What to work on ▸ Return the material below in full and exactly.

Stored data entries
----------------
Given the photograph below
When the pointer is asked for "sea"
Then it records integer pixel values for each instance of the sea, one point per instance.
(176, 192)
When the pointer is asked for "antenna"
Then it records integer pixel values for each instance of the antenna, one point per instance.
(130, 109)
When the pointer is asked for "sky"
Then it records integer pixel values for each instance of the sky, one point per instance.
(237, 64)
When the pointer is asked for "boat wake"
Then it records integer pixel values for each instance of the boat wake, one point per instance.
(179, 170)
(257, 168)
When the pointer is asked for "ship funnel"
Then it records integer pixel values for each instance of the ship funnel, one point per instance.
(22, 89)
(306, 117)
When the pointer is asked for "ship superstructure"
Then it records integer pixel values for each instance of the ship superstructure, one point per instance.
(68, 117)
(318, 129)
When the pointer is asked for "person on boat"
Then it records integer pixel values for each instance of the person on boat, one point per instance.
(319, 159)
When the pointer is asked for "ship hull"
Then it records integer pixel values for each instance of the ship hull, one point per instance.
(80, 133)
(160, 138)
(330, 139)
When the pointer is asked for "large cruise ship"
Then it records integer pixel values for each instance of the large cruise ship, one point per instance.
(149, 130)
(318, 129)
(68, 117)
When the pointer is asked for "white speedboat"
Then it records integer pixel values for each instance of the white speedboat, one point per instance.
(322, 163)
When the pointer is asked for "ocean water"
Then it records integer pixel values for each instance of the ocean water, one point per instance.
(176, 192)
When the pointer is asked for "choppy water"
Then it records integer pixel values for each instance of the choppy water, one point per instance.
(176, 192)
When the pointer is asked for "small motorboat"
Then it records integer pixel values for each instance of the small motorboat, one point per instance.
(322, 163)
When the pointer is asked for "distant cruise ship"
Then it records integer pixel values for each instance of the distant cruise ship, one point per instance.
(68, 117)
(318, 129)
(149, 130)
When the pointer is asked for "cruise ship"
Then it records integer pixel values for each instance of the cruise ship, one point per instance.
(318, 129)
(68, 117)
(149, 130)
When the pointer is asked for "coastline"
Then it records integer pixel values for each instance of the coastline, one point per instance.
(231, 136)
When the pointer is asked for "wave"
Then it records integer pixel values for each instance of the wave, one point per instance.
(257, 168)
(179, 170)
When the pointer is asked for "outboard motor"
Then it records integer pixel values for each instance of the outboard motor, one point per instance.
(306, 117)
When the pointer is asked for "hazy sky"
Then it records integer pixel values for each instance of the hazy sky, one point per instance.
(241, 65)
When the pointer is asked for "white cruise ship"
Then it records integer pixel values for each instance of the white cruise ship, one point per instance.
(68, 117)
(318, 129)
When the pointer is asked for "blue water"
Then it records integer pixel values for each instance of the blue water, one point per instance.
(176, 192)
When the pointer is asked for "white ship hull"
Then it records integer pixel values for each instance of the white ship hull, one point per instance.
----------------
Output for this task ▸
Given the photograph below
When the pointer is asked for "sea"
Then it records integer pixel values for each instance of the sea, one point per instance.
(176, 192)
When the pointer is asked for "antenna"
Then it records integer pixel values for each instance of the antenna, one point per instance.
(130, 109)
When the pointer is asked for "sky"
Then it records integer pixel values for each instance of the sky, one point per instance.
(237, 64)
When the pointer is asked for "boat wake"
Then it records integer pixel values for each instance of the boat wake, one point per instance.
(179, 170)
(257, 168)
When the pointer is asked for "ship funnel"
Then it records integer pixel values for each instance of the ship funnel, one point per instance.
(22, 89)
(306, 117)
When the pointer is asked for "ship superstructure"
Then it records integer pixel values for each instance of the ship superstructure, one point per instance.
(68, 117)
(318, 129)
When the pointer is asked for "person on boat"
Then it records integer pixel values for each instance of the person on boat, one point per instance.
(319, 159)
When the pointer is asked for "ship hull"
Then it records integer pixel values for each instance of the ship hull, one point per instance.
(80, 133)
(160, 138)
(330, 139)
When the pointer is asked for "large cruise ship"
Then it records integer pixel values for each instance of the large cruise ship, one point per instance.
(149, 130)
(318, 129)
(68, 117)
When the pointer is asked for "white speedboat"
Then it records integer pixel values for each instance of the white speedboat, one point per instance.
(322, 163)
When the pointer is asked for "ocean water"
Then it records integer pixel values for each instance of the ocean water, one point per instance.
(176, 192)
When the pointer is asked for "choppy water"
Then it records integer pixel values for each instance of the choppy water, one point per instance.
(176, 192)
When the pointer is asked for "small motorboat"
Then it records integer pixel values for each instance of the small motorboat, one point per instance.
(322, 163)
When the pointer is asked for "distant cruise ship"
Then it records integer pixel values for each instance of the distant cruise ship, one point per instance.
(68, 117)
(318, 129)
(149, 130)
When the pointer is asked for "cruise ship"
Then it records integer pixel values for each instance of the cruise ship, one point per instance.
(318, 129)
(68, 117)
(149, 130)
When the pointer is asked for "coastline"
Then it records integer pixel values for each instance of the coastline, one point per instance.
(231, 136)
When the pointer is asked for "wave"
Then it records integer pixel values for each instance of the wave, one point per instance.
(257, 168)
(179, 170)
When the pointer is asked for "outboard motor"
Then it records integer pixel values for each instance of the outboard motor, one point per instance.
(306, 117)
When the pointer is asked for "hazy sky"
Then it records integer pixel values for each instance of the hazy sky, one point per instance.
(241, 65)
When the pointer is asked for "white cruise ship"
Then it records integer pixel values for each instance of the white cruise ship, one point per instance.
(68, 117)
(318, 129)
When the pointer is asked for "blue water"
Then it records integer pixel values for each instance of the blue water, one point per instance.
(176, 192)
When the pointer is asked for "white ship hull"
Then it records integer pixel values for each instance of the white ship hull, one point per instance.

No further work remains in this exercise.